Artikel Sumber:
Awas Krisis Baru Dunia, Utang Negara Maju G7 'Meledak'

1 day ago 3

Daftar Isi

Jakarta, CNBC Indonesia - Utang pemerintah negara-negara maju yang tergabung dalam G7 kini menjadi sorotan utama pasar. Investor mulai khawatir utang yang mau "meledak" di negara-negara ekonomi besar tersebut, apalagi karena mereka lambat memperbaiki kondisi fiskal saat ini.

Lalu negara mana saja? Berikut ini adalah negara-negara yang menjadi fokus dan alasannya, seperti dilaporkan Reuters pada Rabu (4/6/2025):

1. Amerika Serikat

Amerika Serikat (AS) telah melesat ke puncak daftar negara yang mengkhawatirkan setelah penjualan obligasi yang tajam pada April. Yang menambah kekhawatiran, menurut lembaga pemikir nonpartisan Committee for a Responsible Federal Budget, adalah rancangan undang-undang pajak dan pengeluaran Presiden Donald Trump, yang dapat menambah sekitar US$3,3 triliun (Rp 53 ribu triliun) utang pada tahun 2034.

CEO JP Morgan Jamie Dimon memperingatkan tentang "celah di pasar obligasi" yang sebagian disebabkan oleh pengeluaran berlebihan. Peringkat kredit AS oleh Moody's mengalami penurunan, turun dari Aaa menjadi Aa1. Meski begitu, Menteri Keuangan Scott Bessent mengatakan negara itu tidak akan pernah gagal bayar.

2. Jepang

Selama bertahun-tahun Jepang merupakan contoh nyata tentang bagaimana pasar dapat mengabaikan tumpukan "utang yang sangat besar". Namun kini, utang publik Jepang lebih dari dua kali lipat ekonominya dan merupakan yang terbesar di antara negara-negara maju.

Imbal hasil obligasi jangka panjangnya mencapai rekor tertinggi pada bulan Mei setelah penjualan obligasi 20 tahun yang menghasilkan hasil lelang terburuk sejak 2012, menimbulkan keraguan pada permintaan. Biaya pinjaman tiga puluh tahun telah melonjak 60 basis poin (bps) selama tiga bulan terakhir, bahkan lebih cepat daripada di AS.

Soal yang Diberikan 1: Tulis ulang rekaman mulai dari baris yang memuat "Reviewer note: verify one keypoint per instance of the dirt" sampai akhir rekaman, dengan mengganti "metal" menjadi "steel" tanpa mengubah bagian lain.
Artikel di atas dan rekaman berikut merupakan dua bahan yang terpisah.

Rekaman Masukan:
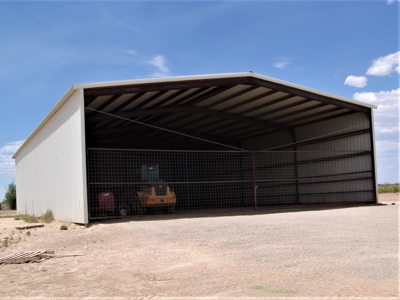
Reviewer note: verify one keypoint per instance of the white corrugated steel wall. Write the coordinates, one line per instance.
(51, 168)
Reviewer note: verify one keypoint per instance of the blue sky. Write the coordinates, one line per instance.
(348, 48)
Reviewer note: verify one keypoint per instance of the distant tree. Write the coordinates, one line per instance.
(10, 198)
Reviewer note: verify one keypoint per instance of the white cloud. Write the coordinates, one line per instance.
(7, 166)
(356, 81)
(131, 52)
(387, 113)
(159, 62)
(282, 63)
(385, 65)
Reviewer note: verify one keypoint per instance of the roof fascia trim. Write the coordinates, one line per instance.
(58, 105)
(217, 76)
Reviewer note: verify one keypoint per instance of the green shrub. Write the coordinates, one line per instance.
(48, 216)
(27, 218)
(10, 198)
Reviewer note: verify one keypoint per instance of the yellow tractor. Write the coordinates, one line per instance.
(154, 194)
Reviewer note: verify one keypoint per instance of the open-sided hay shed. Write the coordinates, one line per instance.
(223, 141)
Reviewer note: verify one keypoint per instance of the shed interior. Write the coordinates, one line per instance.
(230, 142)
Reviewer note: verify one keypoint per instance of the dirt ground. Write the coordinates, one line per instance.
(330, 253)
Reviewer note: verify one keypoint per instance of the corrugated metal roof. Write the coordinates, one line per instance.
(233, 106)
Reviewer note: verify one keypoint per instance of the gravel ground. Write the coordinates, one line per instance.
(346, 253)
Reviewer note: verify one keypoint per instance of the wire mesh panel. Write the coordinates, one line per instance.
(314, 177)
(148, 181)
(134, 182)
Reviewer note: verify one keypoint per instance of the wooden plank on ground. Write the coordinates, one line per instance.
(29, 226)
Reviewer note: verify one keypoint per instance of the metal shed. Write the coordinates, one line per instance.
(238, 140)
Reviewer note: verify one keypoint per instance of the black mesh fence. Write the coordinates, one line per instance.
(132, 182)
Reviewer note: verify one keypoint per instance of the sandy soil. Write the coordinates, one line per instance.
(330, 253)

Soal yang Diberikan 2: Lanjutkan artikel tentang utang negara-negara maju G7, dimulai setelah kalimat terakhirnya.

Jawaban Benar 1:
Reviewer note: verify one keypoint per instance of the dirt ground. Write the coordinates, one line per instance.
(330, 253)
Reviewer note: verify one keypoint per instance of the corrugated steel roof. Write the coordinates, one line per instance.
(233, 106)
Reviewer note: verify one keypoint per instance of the gravel ground. Write the coordinates, one line per instance.
(346, 253)
Reviewer note: verify one keypoint per instance of the wire mesh panel. Write the coordinates, one line per instance.
(314, 177)
(148, 181)
(134, 182)
Reviewer note: verify one keypoint per instance of the wooden plank on ground. Write the coordinates, one line per instance.
(29, 226)
Reviewer note: verify one keypoint per instance of the steel shed. Write the coordinates, one line per instance.
(238, 140)
Reviewer note: verify one keypoint per instance of the black mesh fence. Write the coordinates, one line per instance.
(132, 182)
Reviewer note: verify one keypoint per instance of the sandy soil. Write the coordinates, one line per instance.
(330, 253)

Jawaban Benar 2:
Penyebabnya permintaan surat utang jangka panjang yang menurun dari pembeli tradisional. Seperti perusahaan asuransi jiwa dan dana pensiun pada saat kepemilikan obligasi Bank Jepang, yang menguasai sekitar setengah pasar, turun untuk pertama kalinya dalam 16 tahun.

Perdana Menteri Shigeru Ishiba sementara itu menghadapi tekanan untuk pengeluaran besar dan pemotongan pajak. Para pembuat kebijakan sudah mempertimbangkan untuk memangkas penjualan obligasi superpanjang, untuk sementara meredakan kekhawatiran pasar.

Namun, lelang yang buruk minggu lalu menunjukkan bahwa hal itu mungkin berakar lebih dalam. "Lemahnya lelang Jepang merupakan gejala bahwa ada sesuatu yang terjadi di bawahnya," kata kepala strategi pasar Nordea Jan von Gerich.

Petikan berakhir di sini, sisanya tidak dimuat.